++++ Records shown

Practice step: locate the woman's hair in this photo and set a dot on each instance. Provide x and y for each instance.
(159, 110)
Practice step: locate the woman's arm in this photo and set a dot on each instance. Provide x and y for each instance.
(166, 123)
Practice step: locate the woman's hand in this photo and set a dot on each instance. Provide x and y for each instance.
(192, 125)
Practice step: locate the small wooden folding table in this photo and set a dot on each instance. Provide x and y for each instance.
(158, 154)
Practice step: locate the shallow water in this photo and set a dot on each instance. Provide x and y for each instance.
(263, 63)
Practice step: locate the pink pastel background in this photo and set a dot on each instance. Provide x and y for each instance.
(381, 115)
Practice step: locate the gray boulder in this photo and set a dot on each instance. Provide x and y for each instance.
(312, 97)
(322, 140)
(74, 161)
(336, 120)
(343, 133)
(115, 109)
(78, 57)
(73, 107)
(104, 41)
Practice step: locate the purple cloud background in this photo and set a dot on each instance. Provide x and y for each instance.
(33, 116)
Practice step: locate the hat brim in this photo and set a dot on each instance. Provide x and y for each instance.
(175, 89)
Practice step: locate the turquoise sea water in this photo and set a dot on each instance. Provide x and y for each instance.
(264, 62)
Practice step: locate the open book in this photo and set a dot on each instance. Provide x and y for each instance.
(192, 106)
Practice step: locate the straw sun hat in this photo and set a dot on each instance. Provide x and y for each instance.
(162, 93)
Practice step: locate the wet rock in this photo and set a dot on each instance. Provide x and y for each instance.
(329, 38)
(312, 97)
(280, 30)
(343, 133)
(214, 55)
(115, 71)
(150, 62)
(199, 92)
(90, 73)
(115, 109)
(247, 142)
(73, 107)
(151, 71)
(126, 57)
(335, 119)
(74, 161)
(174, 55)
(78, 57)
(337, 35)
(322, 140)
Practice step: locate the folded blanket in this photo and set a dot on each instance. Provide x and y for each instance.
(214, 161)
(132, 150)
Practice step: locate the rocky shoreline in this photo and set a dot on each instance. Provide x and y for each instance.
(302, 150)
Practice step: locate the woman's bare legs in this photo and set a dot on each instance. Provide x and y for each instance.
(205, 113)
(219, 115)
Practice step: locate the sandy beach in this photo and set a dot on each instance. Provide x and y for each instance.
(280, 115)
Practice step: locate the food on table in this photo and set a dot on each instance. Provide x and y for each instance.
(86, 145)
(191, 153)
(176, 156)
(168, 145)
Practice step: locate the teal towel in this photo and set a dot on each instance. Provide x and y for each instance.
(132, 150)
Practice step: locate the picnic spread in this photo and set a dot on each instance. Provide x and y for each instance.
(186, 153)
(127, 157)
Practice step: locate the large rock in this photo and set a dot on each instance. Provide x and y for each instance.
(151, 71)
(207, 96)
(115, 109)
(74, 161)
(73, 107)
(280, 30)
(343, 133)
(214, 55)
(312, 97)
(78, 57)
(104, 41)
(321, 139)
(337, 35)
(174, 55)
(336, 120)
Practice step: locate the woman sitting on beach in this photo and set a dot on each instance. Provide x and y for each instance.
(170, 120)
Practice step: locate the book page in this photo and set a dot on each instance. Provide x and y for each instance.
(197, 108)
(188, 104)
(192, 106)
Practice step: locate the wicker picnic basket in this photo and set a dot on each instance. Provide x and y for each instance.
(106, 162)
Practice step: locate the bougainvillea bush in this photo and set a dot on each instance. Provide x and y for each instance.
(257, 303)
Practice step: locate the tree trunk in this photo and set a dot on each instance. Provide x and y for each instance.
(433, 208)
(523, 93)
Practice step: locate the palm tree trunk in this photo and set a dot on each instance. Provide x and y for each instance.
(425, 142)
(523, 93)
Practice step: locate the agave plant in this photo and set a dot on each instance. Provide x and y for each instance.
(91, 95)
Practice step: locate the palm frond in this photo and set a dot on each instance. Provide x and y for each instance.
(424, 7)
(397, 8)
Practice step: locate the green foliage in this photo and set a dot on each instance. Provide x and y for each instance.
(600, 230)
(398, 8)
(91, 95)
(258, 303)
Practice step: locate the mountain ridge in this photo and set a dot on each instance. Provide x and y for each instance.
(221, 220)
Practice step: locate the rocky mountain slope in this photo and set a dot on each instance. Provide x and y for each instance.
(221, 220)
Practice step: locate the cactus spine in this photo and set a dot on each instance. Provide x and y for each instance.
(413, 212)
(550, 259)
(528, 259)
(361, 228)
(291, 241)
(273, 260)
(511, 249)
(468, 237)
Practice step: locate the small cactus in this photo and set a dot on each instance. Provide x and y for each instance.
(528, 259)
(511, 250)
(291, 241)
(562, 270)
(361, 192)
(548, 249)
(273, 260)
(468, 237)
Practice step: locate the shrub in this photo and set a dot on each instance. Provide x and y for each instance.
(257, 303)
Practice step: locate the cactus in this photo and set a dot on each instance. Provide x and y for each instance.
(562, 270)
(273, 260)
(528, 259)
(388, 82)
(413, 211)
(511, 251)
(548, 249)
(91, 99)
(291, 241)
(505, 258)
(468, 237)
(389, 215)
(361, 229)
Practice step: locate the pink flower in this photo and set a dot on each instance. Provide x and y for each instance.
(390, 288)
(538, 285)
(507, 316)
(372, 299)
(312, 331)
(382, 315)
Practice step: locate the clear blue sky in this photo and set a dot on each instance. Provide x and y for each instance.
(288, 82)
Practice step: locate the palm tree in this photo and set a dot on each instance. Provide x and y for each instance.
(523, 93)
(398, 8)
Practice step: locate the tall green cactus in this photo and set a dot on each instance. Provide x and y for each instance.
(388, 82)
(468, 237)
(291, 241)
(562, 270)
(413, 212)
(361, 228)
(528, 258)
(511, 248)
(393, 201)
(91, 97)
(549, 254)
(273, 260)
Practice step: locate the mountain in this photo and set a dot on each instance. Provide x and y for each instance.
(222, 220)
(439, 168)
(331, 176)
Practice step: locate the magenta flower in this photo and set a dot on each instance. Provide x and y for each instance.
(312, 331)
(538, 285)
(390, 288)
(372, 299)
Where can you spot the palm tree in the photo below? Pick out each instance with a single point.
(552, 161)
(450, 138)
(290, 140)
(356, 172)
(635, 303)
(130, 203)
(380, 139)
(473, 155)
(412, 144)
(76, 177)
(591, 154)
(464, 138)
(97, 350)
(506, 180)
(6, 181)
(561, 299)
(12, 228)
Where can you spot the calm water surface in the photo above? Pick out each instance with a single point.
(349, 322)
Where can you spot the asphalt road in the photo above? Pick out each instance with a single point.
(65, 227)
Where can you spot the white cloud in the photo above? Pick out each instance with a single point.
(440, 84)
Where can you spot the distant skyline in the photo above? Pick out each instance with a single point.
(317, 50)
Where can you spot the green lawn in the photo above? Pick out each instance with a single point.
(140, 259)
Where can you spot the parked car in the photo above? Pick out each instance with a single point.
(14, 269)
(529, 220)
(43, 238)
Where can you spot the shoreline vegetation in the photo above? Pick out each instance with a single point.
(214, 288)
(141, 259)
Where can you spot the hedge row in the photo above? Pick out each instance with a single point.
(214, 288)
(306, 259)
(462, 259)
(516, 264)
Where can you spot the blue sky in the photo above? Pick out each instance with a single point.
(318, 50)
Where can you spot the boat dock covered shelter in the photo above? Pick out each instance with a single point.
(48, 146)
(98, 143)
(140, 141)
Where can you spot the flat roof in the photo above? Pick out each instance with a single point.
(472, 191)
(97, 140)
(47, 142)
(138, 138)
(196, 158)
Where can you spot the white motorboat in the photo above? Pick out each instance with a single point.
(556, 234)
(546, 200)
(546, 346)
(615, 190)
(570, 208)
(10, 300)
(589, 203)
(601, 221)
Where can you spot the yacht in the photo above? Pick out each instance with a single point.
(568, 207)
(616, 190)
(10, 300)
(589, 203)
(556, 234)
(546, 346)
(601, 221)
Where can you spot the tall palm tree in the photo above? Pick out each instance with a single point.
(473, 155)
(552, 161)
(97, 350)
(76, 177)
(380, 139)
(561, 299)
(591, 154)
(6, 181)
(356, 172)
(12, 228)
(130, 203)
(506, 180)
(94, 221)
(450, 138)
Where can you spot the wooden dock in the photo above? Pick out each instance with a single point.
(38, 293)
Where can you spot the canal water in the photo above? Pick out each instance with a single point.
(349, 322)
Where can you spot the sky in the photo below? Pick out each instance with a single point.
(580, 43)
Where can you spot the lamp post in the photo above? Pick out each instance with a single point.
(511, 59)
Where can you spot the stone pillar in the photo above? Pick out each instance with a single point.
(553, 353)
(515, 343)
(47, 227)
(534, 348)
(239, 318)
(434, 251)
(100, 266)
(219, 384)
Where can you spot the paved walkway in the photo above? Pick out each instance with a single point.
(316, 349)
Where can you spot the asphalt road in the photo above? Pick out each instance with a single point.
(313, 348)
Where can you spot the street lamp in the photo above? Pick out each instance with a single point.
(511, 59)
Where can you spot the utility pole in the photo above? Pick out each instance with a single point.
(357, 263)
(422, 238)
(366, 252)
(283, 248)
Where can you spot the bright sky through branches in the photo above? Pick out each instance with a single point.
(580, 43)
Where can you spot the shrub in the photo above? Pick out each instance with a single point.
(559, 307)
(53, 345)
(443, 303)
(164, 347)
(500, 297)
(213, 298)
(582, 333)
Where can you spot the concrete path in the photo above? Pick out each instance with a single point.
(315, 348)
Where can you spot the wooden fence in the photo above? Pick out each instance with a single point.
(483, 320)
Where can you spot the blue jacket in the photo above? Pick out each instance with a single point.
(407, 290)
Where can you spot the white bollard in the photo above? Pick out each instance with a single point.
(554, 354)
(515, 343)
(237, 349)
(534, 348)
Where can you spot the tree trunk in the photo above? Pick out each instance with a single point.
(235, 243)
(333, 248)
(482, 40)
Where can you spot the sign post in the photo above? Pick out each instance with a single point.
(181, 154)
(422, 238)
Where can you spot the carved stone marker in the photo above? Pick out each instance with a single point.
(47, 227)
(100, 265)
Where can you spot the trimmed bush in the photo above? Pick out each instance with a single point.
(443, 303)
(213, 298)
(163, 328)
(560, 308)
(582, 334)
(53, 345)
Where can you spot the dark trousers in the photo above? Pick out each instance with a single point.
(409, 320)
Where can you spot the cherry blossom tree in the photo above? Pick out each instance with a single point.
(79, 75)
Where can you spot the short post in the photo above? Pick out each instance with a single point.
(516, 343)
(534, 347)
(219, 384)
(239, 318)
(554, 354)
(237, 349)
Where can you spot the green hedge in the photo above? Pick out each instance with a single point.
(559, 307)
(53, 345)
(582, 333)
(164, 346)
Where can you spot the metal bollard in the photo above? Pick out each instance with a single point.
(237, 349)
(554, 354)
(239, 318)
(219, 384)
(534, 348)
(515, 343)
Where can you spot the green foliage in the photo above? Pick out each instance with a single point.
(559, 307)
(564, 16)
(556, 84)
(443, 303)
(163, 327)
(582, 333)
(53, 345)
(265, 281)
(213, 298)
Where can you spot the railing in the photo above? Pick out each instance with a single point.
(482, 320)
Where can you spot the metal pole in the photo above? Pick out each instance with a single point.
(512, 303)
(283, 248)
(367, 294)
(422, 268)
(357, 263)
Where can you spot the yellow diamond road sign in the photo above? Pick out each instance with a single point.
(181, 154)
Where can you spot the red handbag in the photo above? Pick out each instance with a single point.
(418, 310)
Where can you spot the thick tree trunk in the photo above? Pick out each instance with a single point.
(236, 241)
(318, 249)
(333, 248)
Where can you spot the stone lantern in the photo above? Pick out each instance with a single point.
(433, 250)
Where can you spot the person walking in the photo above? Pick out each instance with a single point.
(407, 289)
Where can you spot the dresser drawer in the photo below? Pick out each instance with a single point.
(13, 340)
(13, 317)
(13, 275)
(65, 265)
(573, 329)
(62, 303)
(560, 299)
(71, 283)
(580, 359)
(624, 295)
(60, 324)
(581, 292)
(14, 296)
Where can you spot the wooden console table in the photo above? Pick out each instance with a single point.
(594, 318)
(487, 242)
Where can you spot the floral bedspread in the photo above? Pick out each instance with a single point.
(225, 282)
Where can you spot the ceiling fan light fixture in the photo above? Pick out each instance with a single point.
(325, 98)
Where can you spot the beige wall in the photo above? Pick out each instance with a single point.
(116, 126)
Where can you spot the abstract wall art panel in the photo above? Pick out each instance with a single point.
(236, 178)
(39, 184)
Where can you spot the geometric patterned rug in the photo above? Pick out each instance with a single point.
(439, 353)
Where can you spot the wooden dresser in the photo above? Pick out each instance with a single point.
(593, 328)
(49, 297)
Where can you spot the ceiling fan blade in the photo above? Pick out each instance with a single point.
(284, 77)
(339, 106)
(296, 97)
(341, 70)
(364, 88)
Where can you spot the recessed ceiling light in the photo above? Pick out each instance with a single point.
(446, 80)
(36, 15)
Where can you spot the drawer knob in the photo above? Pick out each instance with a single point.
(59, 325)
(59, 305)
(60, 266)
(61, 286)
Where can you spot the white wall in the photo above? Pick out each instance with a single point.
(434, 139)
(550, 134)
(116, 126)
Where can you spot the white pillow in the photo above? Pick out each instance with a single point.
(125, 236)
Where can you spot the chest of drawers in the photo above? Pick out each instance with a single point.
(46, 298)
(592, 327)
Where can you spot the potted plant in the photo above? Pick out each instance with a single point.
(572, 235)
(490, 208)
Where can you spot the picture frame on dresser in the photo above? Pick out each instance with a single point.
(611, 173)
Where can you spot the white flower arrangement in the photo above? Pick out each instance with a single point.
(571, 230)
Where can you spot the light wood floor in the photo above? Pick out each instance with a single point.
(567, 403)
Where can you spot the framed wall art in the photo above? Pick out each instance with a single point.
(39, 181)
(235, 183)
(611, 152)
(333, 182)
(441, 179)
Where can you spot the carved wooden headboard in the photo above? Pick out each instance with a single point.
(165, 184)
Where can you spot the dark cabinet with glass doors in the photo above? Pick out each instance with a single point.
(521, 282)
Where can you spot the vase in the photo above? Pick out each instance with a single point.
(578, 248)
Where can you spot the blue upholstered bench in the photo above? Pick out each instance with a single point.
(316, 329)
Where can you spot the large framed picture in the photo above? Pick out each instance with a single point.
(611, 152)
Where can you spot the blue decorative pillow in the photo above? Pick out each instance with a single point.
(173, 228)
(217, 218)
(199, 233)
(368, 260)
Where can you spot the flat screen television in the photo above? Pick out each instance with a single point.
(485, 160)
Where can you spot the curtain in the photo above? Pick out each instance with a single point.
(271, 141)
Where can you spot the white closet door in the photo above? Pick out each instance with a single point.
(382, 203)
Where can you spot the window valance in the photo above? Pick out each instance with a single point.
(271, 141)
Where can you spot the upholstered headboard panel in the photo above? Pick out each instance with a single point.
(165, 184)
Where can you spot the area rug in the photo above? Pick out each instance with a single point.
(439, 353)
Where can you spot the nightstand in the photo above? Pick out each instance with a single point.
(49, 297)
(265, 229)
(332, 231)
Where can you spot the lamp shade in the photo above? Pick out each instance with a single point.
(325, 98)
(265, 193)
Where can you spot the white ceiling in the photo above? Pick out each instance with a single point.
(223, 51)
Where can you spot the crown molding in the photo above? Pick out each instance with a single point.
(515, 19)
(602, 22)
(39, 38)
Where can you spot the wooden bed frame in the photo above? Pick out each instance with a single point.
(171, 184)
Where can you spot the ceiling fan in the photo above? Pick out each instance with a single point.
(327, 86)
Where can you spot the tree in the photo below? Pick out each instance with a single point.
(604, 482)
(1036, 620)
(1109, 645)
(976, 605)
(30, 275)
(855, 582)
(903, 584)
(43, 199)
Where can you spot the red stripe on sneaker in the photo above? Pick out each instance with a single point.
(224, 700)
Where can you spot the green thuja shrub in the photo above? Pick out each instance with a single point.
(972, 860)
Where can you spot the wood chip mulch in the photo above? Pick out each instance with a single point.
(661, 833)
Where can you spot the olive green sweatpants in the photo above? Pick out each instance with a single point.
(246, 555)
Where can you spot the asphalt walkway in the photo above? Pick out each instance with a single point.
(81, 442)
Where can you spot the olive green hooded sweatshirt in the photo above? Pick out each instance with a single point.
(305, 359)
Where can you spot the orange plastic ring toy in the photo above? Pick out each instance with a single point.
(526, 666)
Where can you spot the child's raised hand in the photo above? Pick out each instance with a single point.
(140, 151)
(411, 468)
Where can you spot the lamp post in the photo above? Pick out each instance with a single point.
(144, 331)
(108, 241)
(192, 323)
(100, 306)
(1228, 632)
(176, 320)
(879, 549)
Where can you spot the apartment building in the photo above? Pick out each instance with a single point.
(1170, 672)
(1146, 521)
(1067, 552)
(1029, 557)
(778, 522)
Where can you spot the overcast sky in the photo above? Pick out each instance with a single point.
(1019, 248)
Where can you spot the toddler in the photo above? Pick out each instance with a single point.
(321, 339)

++++++++

- What is needed -
Find the line with "Where can you spot the wood chip". Transcribe it and every line after it exactly, through the end of the records above, and nothing else.

- Answer to this task -
Where can you spot the wood chip mulch in the photo above? Pick out each instance with a single point.
(661, 833)
Where can you spot the olive green sweatpants in the photo above? Pick out each instance with a single point.
(246, 555)
Where can you spot the asphalt walkway in the photo above? Pick out each instance with a single point.
(81, 442)
Where can you spot the olive green hooded sweatshirt in the photo above? Pick out each instance with a single point.
(305, 359)
Where can you spot the orange plastic ring toy in the photo above? Pick out each instance with a single point.
(526, 666)
Where can you spot the child's raised hand in the photo above? Pick out each instance with a single point.
(140, 151)
(411, 468)
Where can you spot the lamp post in the photo above? Pick out each instance with a single point.
(144, 331)
(108, 241)
(192, 323)
(100, 306)
(1228, 632)
(176, 320)
(879, 549)
Where can you spot the apartment building in the photo above? Pick out each instance with a single point.
(1170, 672)
(1146, 521)
(1067, 552)
(1029, 557)
(778, 522)
Where can you spot the overcast sky in the photo above? Pick out each instance with a single point.
(1019, 248)
Where can you spot the toddler in the photo above? Pick out each instance with a single point.
(321, 339)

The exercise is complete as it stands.